*Source*:
**********

Wednesday, 22 March 2023

Making Your Imagination Work for You/ Nikola Tesla







- from “Making Your Imagination Work for You”, M.K. Wisehart, American Magazine, 1921
Read the full article here: https://tinyurl.com/Teslaimagination
Pictured: Nikola Tesla, c. 1940 (ref FB)


Understanding the inner experiences of people like Telsa may give us clues to devoloping creativity to a high degree in human beings.


During my boyhood I had suffered from a peculiar affliction due to the appearance of images, which were often accompanied by strong flashes of light. When a word was spoken, the image of the object designated would present itself so vividly to my vision that I could not tell whether what I saw was real or not. If I had witnessed a funeral, or perhaps come close to some wounded animal while on a hunting trip, then inevitably in the stillness of night a vivid picture of the scene would thrust itself before my eyes and persist, despite all my efforts to banish it. Even though I reached out and passed my hand through it, the image would remain fixed in space.

**********

*Dataset excerpt*:
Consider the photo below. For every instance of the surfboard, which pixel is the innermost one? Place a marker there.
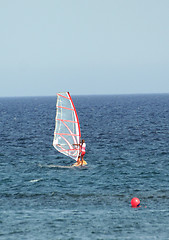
(61, 166)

**********

*Problems*:
**1)** Answer these questions using the post on Tesla's imagination:
(a) In which magazine, and in what year, did the article appear?
(b) To approximately what year is the pictured photograph of Tesla dated?
(c) What does the quoted passage say often accompanied the images from boyhood?
**2)** Carry the passage on Tesla's boyhood images forward from its final sentence.
The material can be set aside for this work.

*Answer list*:
**1)**
(a) American Magazine, 1921
(b) c. 1940
(c) Strong flashes of light

**2)**
In trying to free myself from these tormenting appearances, I tried to concentrate my mind on some peaceful, quieting scene I had witnessed. This would give me momentary relief; but when I had done it two or three times the remedy would begin to lose its force. Then I began to take mental excursions beyond the small world of my actual knowledge. Day and night, in imagination, I went on journeys — saw new places, cities, countries, and all the time I tried very hard to make these imaginary things very sharp and clear in my mind. I imagined myself living in countries I never had seen, and I made imaginary friends, who were very dear to me and really seemed alive.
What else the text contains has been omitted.